**TASK STATEMENT:** Every entry needs to appear again exactly as written below.

**GIVEN INFORMATION:**
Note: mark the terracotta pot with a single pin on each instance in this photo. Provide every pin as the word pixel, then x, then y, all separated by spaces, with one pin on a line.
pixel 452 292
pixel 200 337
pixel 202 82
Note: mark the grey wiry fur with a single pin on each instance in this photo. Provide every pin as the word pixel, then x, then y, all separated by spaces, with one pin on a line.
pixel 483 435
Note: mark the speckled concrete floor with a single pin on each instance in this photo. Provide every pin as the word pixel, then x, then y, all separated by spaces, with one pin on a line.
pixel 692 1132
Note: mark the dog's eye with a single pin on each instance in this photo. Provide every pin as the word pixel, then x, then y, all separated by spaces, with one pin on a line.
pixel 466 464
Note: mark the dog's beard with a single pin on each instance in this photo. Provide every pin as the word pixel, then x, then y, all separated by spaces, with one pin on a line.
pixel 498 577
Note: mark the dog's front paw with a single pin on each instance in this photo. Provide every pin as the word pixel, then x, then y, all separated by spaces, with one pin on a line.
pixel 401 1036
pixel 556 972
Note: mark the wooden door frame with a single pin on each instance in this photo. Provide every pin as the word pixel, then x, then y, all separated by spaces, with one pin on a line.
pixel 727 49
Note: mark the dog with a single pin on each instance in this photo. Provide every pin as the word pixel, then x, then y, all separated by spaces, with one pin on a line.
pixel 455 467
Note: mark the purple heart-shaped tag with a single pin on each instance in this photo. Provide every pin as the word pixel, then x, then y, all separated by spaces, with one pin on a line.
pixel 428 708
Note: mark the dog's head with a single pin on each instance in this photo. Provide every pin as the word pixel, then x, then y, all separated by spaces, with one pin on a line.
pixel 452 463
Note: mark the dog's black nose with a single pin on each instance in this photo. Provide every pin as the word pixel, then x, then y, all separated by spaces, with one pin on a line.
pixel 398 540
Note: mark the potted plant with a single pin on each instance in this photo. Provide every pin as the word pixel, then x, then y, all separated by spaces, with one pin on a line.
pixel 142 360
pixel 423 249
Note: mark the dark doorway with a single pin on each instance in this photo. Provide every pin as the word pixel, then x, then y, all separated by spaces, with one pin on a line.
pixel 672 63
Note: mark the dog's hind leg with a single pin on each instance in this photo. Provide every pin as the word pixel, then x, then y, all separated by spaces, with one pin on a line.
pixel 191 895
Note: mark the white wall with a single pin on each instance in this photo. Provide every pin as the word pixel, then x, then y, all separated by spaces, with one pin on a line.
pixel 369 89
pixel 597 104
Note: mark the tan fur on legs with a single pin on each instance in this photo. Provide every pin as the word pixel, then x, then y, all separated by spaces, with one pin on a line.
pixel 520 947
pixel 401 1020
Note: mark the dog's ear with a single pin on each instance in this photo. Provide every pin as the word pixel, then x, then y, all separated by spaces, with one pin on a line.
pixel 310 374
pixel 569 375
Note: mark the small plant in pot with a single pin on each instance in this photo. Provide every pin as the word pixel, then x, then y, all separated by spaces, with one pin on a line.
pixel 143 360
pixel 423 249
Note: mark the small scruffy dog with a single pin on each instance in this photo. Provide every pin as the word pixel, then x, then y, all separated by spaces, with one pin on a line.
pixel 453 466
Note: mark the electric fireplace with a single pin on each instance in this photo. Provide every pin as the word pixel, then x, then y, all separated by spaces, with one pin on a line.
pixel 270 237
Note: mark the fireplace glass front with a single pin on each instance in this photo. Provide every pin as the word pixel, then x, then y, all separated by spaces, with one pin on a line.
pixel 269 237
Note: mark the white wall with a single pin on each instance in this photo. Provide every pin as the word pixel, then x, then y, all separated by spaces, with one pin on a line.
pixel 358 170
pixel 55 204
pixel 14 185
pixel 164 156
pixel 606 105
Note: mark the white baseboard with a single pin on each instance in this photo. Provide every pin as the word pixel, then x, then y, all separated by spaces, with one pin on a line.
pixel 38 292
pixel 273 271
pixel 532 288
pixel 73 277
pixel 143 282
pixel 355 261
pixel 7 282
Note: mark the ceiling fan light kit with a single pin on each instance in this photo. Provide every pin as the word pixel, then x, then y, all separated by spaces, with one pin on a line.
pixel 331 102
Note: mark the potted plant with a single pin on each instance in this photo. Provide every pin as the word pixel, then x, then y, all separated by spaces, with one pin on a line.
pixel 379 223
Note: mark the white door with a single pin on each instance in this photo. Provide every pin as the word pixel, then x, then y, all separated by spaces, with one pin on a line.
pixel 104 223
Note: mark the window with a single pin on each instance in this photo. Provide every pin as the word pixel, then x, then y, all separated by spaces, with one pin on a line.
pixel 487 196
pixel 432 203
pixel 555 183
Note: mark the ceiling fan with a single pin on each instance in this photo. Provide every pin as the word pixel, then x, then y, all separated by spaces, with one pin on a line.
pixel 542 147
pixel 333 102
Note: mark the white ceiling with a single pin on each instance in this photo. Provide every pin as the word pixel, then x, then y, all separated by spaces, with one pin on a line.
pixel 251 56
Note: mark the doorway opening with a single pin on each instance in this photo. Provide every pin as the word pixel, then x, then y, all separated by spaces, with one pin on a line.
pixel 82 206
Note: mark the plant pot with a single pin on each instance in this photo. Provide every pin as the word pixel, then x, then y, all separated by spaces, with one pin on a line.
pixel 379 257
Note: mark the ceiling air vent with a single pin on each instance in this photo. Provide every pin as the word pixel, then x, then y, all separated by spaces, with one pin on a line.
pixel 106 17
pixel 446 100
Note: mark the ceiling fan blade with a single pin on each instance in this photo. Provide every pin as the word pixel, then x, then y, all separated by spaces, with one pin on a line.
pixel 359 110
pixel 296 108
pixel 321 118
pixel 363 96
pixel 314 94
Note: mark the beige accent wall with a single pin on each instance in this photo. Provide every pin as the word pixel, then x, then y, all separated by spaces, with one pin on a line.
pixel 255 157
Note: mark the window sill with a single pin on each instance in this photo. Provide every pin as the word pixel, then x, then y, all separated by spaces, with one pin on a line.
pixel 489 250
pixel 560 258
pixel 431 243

**OUTPUT OF THE EXERCISE:**
Note: mark the terracotta pot with a single pin on each instance in this photo. Provide every pin as the word pixel, then x, then y, all separated by spaces, with one pin on a line.
pixel 452 292
pixel 200 337
pixel 202 82
Note: mark the grey wiry fur with a single pin on each instance in this photo. Provide every pin as the word pixel, then x, then y, all separated by spaces, with one pin on a line.
pixel 483 435
Note: mark the speckled concrete floor with a single pin on each instance in this photo. Provide every pin as the word pixel, then x, then y, all separated by spaces, with one pin on a line.
pixel 692 1132
Note: mark the dog's eye with a single pin on each instance in this photo. Provide every pin as the word pixel, then x, then y, all separated by spaces, with one pin on a line.
pixel 466 464
Note: mark the dog's beard with a single pin on each instance in this photo. Provide every pin as the word pixel, then x, then y, all separated by spaces, with one pin on a line.
pixel 498 577
Note: mark the dog's front paw with a single pin on each instance in this photo. Provide every pin as the word pixel, then x, then y, all separated by spaces, with one pin on a line.
pixel 401 1036
pixel 556 972
Note: mark the wooden door frame with a single pin on each instance in this photo. Provide every pin as the word pixel, then x, then y, all separated by spaces, with one pin on a line.
pixel 727 49
Note: mark the dog with a single pin on each instance in this photo. Provide every pin as the word pixel, then x, then y, all separated by spaces, with one pin on a line.
pixel 455 467
Note: mark the purple heart-shaped tag with a single pin on each instance in this photo. Provide every pin as the word pixel, then x, then y, all separated by spaces, with one pin on a line.
pixel 428 708
Note: mark the dog's head with a single pin on each instance in this photo. Provide every pin as the word pixel, then x, then y, all separated by spaces, with one pin on a line.
pixel 452 463
Note: mark the dog's black nose with a single pin on each instance in this photo. Provide every pin as the word pixel, then x, then y, all separated by spaces, with one pin on a line.
pixel 398 540
Note: mark the potted plant with a single pin on each instance in this photo. Provide every pin as the word pixel, then x, then y, all separated by spaces, with one pin on a line.
pixel 142 360
pixel 423 249
Note: mark the dark doorway with a single pin on each instance in this photo. Provide every pin as the word pixel, then x, then y, all separated by spaces, with one pin on a line.
pixel 672 63
Note: mark the dog's hind leg with a single pin on each instance in this photo. Provide every pin as the word pixel, then x, then y, all separated by spaces, with one pin on a line.
pixel 191 895
Note: mark the white wall with a single pin on each instance in this photo. Provide every pin as the word pixel, then x, then y, all separated by spaces, with one pin on a line.
pixel 369 89
pixel 597 104
Note: mark the tan fur on legs with a single pin on each instance in this photo. Provide every pin as the word pixel, then x, then y, all separated by spaces, with one pin on a line.
pixel 520 947
pixel 401 1020
Note: mark the dog's ear with a single pin on each instance in this photo. Provide every pin as the word pixel, then x, then y, all separated by spaces, with one pin on a line.
pixel 310 374
pixel 569 375
Note: mark the small plant in pot with a single pin on each instance in this photo. Provide every pin as the word pixel, then x, then y, all separated by spaces, with one pin on a line.
pixel 143 360
pixel 423 249
Note: mark the small scruffy dog with a single pin on each instance in this photo. Provide every pin as the word pixel, then x, then y, all separated by spaces, with one pin on a line.
pixel 453 466
Note: mark the electric fireplace with a single pin on each instance in this photo. Provide every pin as the word pixel, then x, then y, all separated by spaces, with one pin on a line.
pixel 270 237
Note: mark the fireplace glass front with a single pin on each instance in this photo. Provide every pin as the word pixel, then x, then y, all separated by spaces, with one pin on a line.
pixel 269 237
Note: mark the white wall with a single pin on each instance in this photo. Provide every pin as the word pixel, then x, then y, all separated by spaces, with one pin on a line.
pixel 358 170
pixel 55 204
pixel 14 185
pixel 164 156
pixel 606 105
Note: mark the white baseboard with a single pin on each instance in this photo. Provide every pin as the word pixel, then x, then y, all separated by spaces, with one pin on a line.
pixel 38 292
pixel 273 271
pixel 532 288
pixel 73 277
pixel 143 282
pixel 355 261
pixel 7 282
Note: mark the ceiling fan light kit with a single pin on each instance in this photo. Provide every pin as the word pixel, then x, then y, all separated by spaces, with one pin on a line.
pixel 331 102
Note: mark the potted plant with a single pin on each instance in this photo. Provide every pin as the word pixel, then x, then y, all separated by spaces, with one pin on a line.
pixel 379 223
Note: mark the white door with a single pin on each instance in this photo. Provide every pin as the word pixel, then x, then y, all separated by spaces, with one pin on a line.
pixel 104 223
Note: mark the window with a single pin on each instance in this photo. Provide every pin as the word pixel, then x, then y, all separated by spaces, with one pin on a line.
pixel 487 196
pixel 432 203
pixel 555 183
Note: mark the ceiling fan with a single pin on each instance in this photo. Provide every pin as the word pixel, then x, then y, all separated by spaces, with one pin on a line.
pixel 542 147
pixel 333 102
Note: mark the white ceiling with a single pin on each instance in this photo. Provide every pin as the word pixel, then x, then y, all separated by spaces, with one pin on a line.
pixel 251 56
Note: mark the doorway opening with a single pin on each instance in this photo. Provide every pin as the word pixel, then x, then y, all separated by spaces, with one pin on a line.
pixel 82 206
Note: mark the plant pot with a single pin on each instance in this photo. Provide every pin as the word pixel, then x, then y, all separated by spaces, with one pin on a line.
pixel 379 257
Note: mark the ceiling air vent with a single pin on each instance in this photo. Provide every pin as the word pixel, then x, then y, all separated by spaces, with one pin on a line.
pixel 106 17
pixel 446 100
Note: mark the ceiling fan blade with a single pin on each instance in this photo. Provide every pin as the word pixel, then x, then y, all separated by spaces, with one pin on a line.
pixel 359 110
pixel 296 108
pixel 321 118
pixel 363 96
pixel 314 94
Note: mark the beige accent wall with a single pin on each instance in this photo. Provide every pin as the word pixel, then x, then y, all separated by spaces, with one pin on a line.
pixel 255 157
Note: mark the window sill with a single pin on each instance in this photo. Provide every pin as the word pixel, then x, then y, all separated by spaces, with one pin on a line.
pixel 489 250
pixel 560 258
pixel 431 243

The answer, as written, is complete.